Aim of the exercise: Reproduce every one of the entries below word for word, omitting the pictures.

Excerpted data:
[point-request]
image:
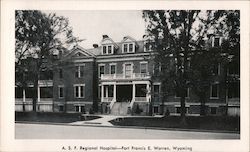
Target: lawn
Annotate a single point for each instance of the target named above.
(222, 123)
(55, 117)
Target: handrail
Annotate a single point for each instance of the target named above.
(123, 76)
(112, 103)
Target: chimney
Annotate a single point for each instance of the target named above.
(95, 45)
(104, 36)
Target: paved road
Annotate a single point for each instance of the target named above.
(45, 131)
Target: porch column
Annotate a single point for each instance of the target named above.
(102, 93)
(107, 93)
(38, 93)
(148, 96)
(114, 92)
(133, 95)
(24, 97)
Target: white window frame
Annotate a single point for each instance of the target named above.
(99, 69)
(158, 67)
(107, 46)
(144, 62)
(149, 48)
(80, 107)
(128, 43)
(79, 90)
(79, 70)
(59, 87)
(124, 68)
(60, 72)
(112, 64)
(213, 39)
(218, 90)
(188, 93)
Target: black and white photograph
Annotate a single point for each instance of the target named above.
(129, 74)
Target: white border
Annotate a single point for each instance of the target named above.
(8, 142)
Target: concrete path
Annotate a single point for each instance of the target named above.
(47, 131)
(103, 121)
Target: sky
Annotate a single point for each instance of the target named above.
(91, 25)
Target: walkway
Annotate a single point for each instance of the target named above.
(103, 121)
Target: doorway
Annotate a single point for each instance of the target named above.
(124, 93)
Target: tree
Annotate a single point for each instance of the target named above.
(38, 36)
(179, 39)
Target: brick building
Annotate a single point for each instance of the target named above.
(121, 78)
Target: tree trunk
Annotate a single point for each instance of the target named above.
(203, 106)
(183, 108)
(34, 99)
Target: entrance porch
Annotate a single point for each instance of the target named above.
(120, 98)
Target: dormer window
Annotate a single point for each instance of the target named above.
(107, 49)
(147, 46)
(128, 48)
(216, 41)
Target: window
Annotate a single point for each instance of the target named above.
(216, 69)
(107, 49)
(157, 69)
(213, 110)
(80, 109)
(61, 91)
(131, 47)
(112, 69)
(178, 110)
(156, 109)
(46, 92)
(147, 47)
(18, 92)
(125, 48)
(144, 67)
(79, 90)
(234, 68)
(60, 73)
(128, 70)
(79, 71)
(216, 41)
(214, 93)
(99, 92)
(234, 90)
(178, 94)
(61, 108)
(156, 93)
(128, 48)
(101, 70)
(104, 48)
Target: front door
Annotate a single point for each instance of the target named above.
(128, 70)
(124, 93)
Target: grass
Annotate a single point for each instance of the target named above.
(223, 123)
(55, 117)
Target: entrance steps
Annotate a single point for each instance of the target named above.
(120, 108)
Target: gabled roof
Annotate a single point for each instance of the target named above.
(77, 52)
(111, 41)
(125, 38)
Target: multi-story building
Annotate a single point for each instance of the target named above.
(121, 78)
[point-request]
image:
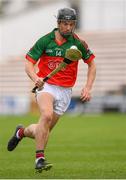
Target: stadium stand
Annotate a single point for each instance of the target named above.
(109, 48)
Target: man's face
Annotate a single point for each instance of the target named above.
(66, 27)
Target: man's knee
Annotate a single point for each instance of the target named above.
(47, 117)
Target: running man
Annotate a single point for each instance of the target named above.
(54, 99)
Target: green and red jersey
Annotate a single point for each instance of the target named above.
(49, 54)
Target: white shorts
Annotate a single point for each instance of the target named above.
(62, 97)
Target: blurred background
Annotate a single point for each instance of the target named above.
(101, 23)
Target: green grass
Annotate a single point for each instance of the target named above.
(79, 147)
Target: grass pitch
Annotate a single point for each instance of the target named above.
(79, 147)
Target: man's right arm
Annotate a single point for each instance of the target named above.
(30, 70)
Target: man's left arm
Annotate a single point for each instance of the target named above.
(91, 74)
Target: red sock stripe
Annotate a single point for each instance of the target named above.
(38, 155)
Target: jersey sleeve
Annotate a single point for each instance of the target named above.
(87, 54)
(36, 51)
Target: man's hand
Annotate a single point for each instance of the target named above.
(39, 82)
(85, 94)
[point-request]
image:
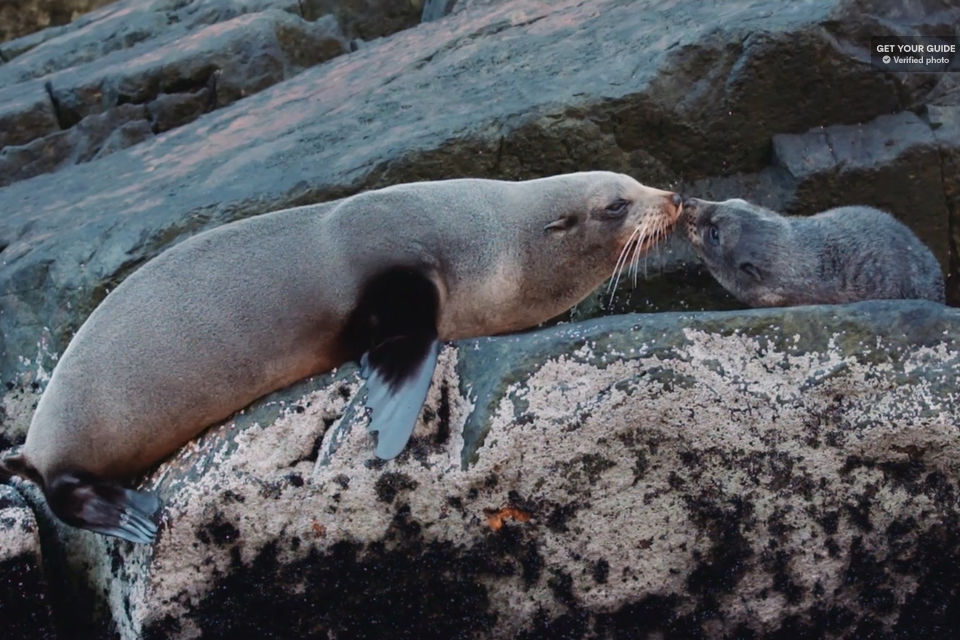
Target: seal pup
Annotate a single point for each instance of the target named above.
(840, 255)
(241, 310)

The reply:
[point-request]
image:
Target: lawn
Annotate a single point for each instance of the target named above.
(222, 123)
(55, 117)
Target: handrail
Annotate a single point for each instance of the target named above.
(123, 76)
(112, 103)
Target: chimney
Annotate a single point for each instance of the target named above.
(95, 45)
(104, 36)
Target: paved road
Annotate a single point for each instance of the target named above.
(45, 131)
Target: porch column
Annotate a single point for each instance of the target named above.
(102, 93)
(107, 93)
(38, 93)
(148, 96)
(114, 92)
(133, 95)
(24, 97)
Target: white window frame
Annotate a single point for each instance of the target named above.
(99, 69)
(158, 67)
(107, 46)
(144, 62)
(149, 48)
(80, 107)
(128, 43)
(79, 90)
(79, 70)
(59, 87)
(124, 68)
(60, 72)
(112, 64)
(213, 39)
(218, 90)
(188, 93)
Target: black and white photograph
Annotate a single point for each instance of the target named above.
(129, 74)
Target: white border
Annotate a single point for each instance of the target named above.
(8, 142)
Target: concrete path
Annotate a single point for each instance of the target named above.
(47, 131)
(103, 121)
Target: sky
Annotate a single point for each instance of the target named above.
(91, 25)
Target: walkway
Annotate a single point for each instance of the target named above.
(103, 121)
Target: doorway
Annotate a single point for each instance of the target named above.
(124, 93)
Target: tree
Annotate a single point for each instance of the target named above.
(38, 36)
(179, 39)
Target: brick building
Annotate a single point for each instance of the target named above.
(121, 78)
Target: tree trunk
Annotate a single point for each instance of the target named above.
(203, 106)
(183, 108)
(34, 99)
Target: entrance porch
Annotate a single point for each instance of the target named above.
(120, 98)
Target: dormer window
Annotate a single point for each instance of the target named above.
(107, 49)
(147, 46)
(128, 48)
(216, 41)
Target: window
Annotate a single point for each instance of the target named above.
(216, 69)
(107, 49)
(157, 69)
(213, 110)
(80, 109)
(61, 91)
(131, 47)
(112, 69)
(178, 110)
(156, 109)
(46, 92)
(147, 47)
(18, 92)
(125, 48)
(144, 67)
(79, 90)
(234, 68)
(60, 73)
(128, 70)
(79, 71)
(216, 41)
(214, 93)
(99, 92)
(234, 90)
(178, 94)
(61, 108)
(156, 93)
(128, 48)
(101, 70)
(104, 48)
Target: front door
Annotate a single point for each instance of the target named above.
(128, 70)
(124, 93)
Target: grass
Annotate a single point for each instance of the target named above.
(223, 123)
(55, 117)
Target: entrance steps
Annotate a single point for each instance of the target named above.
(120, 108)
Target: gabled roof
Annotate a single point for each instance of the target named above.
(77, 52)
(111, 41)
(125, 38)
Target: multi-story building
Annotate a single point for each instance of the target named above.
(121, 78)
[point-request]
image:
Target: stadium stand
Annotate a single point for each instance of the target named above.
(109, 48)
Target: man's face
Annotate a single point for each instance of the target named above.
(66, 27)
Target: man's knee
Annotate a single point for each instance of the target named above.
(47, 117)
Target: running man
Annotate a single point for each instance of the target named above.
(54, 99)
Target: green and red jersey
Annotate a single point for each instance of the target named above.
(49, 54)
Target: white shorts
Annotate a single point for each instance of the target named above.
(62, 97)
Target: blurred background
Annotate a single point for each instance of the target named above.
(101, 23)
Target: green grass
Annotate a single point for each instance of the target named above.
(79, 147)
Target: grass pitch
Annotate a single point for each instance of the target named above.
(79, 147)
Target: man's right arm
Annotate a single point for each instance of the target named above.
(30, 70)
Target: man's left arm
Annotate a single point for each instance of the target named above.
(91, 74)
Target: red sock stripe
Annotate a single point for each instance of the target named above.
(38, 155)
Target: jersey sleeve
Annotate a single point for each instance of the target named above.
(87, 54)
(36, 51)
Target: man's hand
Annotate a single point for each instance of the target named above.
(39, 82)
(85, 94)
[point-request]
image:
Target: seal pup
Annotate a single point for each instance of the target named above.
(840, 255)
(241, 310)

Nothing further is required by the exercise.